▶ **Stated task**: Copy out the stretch of the material below, from the line that contains "the sign with lettering" through the end of the material, with both ends included.

* Begin Records shown *

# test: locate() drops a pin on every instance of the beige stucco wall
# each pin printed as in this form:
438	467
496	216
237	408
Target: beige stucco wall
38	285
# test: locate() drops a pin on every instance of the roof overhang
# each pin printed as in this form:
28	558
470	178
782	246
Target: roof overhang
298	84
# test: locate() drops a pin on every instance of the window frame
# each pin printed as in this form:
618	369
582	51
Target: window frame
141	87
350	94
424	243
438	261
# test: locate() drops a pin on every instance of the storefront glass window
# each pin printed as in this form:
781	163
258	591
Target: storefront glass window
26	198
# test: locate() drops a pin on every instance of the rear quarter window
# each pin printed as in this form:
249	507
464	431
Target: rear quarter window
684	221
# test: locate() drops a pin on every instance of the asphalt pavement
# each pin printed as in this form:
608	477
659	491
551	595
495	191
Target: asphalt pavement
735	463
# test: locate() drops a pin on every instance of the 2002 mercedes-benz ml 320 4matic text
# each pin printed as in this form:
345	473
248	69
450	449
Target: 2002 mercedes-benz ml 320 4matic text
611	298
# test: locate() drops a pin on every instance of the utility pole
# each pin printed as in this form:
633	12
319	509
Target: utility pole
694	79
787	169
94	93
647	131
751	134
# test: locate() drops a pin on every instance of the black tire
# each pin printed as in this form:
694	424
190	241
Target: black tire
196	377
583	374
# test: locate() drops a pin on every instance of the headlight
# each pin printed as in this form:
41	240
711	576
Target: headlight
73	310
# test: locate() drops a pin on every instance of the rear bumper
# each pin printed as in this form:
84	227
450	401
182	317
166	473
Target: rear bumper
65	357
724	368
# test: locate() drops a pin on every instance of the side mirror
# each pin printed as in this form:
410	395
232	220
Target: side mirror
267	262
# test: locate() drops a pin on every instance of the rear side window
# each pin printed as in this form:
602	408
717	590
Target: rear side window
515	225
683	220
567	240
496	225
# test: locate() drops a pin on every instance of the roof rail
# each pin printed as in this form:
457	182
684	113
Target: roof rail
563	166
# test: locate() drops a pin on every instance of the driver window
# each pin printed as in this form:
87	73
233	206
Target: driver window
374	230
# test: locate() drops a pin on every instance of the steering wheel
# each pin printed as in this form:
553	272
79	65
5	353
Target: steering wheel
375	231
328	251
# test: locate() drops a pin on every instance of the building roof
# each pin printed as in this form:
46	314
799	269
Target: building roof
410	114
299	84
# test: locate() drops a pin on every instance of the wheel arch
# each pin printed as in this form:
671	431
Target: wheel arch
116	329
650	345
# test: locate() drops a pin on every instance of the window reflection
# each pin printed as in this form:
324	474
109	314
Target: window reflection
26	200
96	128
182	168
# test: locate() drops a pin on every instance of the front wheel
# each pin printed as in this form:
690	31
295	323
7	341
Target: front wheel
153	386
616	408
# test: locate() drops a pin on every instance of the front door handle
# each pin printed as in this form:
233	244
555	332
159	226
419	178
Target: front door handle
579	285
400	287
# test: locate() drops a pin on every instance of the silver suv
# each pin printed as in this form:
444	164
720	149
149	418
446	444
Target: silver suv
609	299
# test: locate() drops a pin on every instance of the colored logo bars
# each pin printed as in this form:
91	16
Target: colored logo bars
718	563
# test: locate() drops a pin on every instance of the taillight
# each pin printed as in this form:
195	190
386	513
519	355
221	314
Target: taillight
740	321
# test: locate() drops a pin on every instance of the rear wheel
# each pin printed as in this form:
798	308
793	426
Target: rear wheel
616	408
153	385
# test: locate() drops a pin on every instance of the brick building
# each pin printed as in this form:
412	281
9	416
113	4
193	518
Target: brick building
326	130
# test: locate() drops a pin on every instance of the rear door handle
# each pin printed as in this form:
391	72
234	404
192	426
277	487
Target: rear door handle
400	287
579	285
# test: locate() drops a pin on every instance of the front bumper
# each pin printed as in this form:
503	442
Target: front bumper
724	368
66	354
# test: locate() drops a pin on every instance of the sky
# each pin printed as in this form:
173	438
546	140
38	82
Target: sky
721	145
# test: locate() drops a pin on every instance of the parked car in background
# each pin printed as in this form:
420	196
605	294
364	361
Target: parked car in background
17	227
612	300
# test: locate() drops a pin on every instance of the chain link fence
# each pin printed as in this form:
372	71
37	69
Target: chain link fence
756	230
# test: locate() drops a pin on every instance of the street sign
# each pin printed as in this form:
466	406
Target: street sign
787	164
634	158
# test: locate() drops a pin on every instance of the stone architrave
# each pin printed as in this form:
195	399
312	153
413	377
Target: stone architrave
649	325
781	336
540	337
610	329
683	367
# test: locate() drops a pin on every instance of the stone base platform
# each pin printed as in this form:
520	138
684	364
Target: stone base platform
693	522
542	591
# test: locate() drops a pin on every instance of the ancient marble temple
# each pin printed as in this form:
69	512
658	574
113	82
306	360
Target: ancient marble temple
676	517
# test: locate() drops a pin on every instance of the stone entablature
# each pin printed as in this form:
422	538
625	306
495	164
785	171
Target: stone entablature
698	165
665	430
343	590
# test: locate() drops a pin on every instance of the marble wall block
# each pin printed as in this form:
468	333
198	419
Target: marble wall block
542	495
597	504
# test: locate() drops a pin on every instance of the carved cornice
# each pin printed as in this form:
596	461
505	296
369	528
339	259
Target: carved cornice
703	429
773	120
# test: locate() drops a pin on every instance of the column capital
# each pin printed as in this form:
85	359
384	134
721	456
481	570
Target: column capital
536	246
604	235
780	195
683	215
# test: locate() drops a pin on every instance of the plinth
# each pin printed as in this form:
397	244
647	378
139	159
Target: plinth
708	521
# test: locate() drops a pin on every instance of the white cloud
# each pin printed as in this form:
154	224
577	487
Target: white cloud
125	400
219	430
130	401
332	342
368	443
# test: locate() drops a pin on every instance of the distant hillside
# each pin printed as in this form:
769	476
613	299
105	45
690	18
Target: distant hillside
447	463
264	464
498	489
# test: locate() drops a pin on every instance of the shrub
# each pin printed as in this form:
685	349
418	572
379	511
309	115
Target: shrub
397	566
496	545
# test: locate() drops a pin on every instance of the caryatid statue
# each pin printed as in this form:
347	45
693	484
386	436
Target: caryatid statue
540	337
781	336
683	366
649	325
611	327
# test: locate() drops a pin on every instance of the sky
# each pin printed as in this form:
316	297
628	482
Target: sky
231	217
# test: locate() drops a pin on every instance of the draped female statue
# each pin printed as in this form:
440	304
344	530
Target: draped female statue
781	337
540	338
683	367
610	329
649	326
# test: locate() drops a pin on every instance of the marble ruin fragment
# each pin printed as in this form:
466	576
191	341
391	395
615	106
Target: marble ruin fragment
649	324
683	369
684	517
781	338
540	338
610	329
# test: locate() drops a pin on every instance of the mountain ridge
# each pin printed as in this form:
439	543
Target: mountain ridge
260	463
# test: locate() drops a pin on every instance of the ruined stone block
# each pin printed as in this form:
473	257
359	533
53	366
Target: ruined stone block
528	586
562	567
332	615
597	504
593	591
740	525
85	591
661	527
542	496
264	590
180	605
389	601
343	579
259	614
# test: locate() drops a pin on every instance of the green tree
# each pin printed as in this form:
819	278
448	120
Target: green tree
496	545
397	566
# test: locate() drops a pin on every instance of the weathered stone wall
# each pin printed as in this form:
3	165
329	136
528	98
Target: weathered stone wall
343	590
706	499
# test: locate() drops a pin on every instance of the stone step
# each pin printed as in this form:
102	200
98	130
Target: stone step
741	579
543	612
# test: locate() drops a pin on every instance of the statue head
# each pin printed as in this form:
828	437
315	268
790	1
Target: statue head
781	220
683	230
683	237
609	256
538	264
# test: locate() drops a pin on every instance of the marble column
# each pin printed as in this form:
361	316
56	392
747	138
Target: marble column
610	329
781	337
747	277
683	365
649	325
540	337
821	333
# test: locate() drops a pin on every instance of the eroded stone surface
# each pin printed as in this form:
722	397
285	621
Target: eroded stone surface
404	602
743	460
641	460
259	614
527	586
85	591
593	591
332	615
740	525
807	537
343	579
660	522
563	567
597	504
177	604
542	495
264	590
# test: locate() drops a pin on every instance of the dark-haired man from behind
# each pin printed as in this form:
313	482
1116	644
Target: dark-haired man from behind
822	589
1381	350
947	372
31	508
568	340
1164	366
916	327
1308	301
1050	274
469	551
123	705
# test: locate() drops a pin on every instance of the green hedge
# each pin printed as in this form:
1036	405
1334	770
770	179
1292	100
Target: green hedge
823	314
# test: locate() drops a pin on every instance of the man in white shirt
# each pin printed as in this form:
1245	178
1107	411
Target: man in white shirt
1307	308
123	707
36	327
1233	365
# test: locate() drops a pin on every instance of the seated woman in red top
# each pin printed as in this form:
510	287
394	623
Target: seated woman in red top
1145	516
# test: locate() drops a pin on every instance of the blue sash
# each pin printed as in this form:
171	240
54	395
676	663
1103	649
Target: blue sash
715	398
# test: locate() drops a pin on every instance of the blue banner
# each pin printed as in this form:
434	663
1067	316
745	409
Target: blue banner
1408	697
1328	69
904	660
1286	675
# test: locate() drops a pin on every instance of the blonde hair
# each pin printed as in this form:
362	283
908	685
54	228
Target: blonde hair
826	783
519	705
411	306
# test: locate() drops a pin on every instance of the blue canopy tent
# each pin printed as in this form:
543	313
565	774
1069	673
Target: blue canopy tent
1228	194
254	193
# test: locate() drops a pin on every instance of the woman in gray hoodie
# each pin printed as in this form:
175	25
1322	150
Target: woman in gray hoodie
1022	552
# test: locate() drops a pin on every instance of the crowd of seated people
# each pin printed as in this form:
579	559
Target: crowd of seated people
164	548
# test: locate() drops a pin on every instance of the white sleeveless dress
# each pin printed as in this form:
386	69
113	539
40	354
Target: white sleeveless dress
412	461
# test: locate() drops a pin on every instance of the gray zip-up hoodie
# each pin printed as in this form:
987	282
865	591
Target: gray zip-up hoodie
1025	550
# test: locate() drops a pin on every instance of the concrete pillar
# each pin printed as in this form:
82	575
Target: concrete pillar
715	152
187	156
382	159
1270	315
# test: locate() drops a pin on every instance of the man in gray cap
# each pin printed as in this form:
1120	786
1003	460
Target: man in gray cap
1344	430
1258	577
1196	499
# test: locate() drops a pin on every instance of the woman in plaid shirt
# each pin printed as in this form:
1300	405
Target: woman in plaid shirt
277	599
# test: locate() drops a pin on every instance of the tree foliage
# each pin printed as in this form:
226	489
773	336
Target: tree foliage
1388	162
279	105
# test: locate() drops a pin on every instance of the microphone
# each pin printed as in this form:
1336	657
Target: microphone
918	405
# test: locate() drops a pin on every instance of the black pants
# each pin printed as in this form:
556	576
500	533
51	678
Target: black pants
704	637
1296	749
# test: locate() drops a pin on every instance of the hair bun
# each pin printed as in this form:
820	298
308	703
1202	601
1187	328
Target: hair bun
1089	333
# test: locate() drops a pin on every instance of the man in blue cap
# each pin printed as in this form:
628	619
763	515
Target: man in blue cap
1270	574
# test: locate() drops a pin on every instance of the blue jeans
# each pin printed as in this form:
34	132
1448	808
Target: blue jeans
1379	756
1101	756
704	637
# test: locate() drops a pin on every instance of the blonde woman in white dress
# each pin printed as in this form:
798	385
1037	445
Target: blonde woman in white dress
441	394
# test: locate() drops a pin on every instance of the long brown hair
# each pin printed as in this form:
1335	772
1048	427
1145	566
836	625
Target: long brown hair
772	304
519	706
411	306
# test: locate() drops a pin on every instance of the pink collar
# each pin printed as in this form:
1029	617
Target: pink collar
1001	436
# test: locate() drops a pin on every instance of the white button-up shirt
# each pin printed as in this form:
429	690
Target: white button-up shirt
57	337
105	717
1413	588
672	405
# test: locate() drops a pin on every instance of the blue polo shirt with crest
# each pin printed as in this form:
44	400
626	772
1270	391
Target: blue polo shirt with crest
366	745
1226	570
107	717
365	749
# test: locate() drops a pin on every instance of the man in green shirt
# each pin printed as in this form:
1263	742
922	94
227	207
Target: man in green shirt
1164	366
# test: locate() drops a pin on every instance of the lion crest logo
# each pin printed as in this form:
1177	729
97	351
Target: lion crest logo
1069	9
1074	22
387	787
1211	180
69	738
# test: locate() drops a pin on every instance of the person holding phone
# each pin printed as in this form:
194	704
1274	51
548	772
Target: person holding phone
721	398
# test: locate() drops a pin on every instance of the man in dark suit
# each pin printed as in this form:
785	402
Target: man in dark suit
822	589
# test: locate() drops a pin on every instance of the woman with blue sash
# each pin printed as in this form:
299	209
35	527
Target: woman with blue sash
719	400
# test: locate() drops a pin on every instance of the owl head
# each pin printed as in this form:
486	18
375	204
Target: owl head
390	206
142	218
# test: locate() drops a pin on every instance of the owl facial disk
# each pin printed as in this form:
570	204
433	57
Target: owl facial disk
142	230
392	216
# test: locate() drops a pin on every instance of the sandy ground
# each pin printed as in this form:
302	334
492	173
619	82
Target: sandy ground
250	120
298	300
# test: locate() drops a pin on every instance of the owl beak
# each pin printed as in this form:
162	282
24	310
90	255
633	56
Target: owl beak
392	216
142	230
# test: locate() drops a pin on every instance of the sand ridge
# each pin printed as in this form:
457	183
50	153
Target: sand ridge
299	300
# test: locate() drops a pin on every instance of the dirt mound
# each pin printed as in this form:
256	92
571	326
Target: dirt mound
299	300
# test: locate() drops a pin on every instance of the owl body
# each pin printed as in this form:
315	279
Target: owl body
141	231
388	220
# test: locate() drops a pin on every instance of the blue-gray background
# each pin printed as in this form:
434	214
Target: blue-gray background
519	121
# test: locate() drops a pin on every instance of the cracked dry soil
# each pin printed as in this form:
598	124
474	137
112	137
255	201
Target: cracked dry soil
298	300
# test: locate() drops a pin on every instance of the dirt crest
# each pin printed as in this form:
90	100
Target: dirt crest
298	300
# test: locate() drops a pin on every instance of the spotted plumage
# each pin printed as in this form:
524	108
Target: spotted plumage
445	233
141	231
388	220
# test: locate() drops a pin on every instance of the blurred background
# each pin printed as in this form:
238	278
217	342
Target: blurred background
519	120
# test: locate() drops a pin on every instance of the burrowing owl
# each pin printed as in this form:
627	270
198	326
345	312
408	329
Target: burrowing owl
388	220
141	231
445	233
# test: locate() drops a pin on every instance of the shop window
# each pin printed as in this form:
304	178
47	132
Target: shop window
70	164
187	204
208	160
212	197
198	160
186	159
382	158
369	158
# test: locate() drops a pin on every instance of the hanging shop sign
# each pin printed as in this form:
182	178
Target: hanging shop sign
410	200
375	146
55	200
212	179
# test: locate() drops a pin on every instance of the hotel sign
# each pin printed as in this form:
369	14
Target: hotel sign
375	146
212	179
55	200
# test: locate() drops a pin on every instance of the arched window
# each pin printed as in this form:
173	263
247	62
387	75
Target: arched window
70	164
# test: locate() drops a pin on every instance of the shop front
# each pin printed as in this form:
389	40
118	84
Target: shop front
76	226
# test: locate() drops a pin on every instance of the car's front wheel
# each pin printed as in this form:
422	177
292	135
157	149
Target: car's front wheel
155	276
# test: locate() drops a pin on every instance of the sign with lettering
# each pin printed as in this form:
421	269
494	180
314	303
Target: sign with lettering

* End Records shown *

▶ **In response**:
# test: locate() drops a pin on every instance of the sign with lettering
# each pin printed as in this form:
421	269
494	180
314	303
Target: sign with lettering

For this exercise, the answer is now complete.